Given exercise: Which lines in the items below contain the word "flag"? Pull out each of those lines in full.
+++ Provided records
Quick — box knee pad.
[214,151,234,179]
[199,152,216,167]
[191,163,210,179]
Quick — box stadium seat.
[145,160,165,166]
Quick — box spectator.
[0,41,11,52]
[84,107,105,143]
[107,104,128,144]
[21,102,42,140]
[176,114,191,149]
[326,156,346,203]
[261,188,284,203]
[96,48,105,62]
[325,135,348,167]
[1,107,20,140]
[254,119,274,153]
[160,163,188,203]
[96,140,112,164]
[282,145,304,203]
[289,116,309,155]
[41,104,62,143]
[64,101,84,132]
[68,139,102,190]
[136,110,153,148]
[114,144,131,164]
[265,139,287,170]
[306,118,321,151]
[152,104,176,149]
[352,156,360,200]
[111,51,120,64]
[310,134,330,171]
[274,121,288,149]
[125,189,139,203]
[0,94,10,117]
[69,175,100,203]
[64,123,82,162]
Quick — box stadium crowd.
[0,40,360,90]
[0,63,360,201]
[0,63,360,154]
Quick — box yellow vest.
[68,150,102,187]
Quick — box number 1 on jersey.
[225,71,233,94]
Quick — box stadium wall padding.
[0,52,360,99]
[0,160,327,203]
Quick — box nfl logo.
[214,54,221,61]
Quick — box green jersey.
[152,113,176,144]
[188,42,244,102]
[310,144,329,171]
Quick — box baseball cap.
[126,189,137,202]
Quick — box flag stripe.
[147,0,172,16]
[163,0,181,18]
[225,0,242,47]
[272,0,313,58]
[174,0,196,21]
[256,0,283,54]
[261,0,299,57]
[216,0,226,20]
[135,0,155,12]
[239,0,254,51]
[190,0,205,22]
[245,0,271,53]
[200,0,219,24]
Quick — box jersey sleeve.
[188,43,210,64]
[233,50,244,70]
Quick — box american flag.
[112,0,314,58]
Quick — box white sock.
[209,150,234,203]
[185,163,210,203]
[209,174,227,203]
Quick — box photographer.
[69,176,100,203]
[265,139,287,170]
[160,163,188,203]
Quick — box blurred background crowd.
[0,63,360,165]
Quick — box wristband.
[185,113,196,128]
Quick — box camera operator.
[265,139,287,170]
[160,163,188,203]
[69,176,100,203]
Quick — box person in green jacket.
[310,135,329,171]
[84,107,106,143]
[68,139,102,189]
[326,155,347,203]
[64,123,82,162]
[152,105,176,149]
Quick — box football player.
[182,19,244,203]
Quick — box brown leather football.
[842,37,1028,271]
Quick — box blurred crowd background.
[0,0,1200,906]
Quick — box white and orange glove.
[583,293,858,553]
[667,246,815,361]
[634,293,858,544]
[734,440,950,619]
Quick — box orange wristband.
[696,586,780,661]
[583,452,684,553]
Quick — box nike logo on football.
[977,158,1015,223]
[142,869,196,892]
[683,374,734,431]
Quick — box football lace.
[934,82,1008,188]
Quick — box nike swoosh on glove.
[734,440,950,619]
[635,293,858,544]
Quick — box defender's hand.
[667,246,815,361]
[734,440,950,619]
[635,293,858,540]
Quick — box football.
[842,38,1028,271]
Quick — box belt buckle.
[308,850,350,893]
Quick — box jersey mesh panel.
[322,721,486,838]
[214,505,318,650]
++++++
In response:
Quick — box flag stripe.
Quick — box american flag.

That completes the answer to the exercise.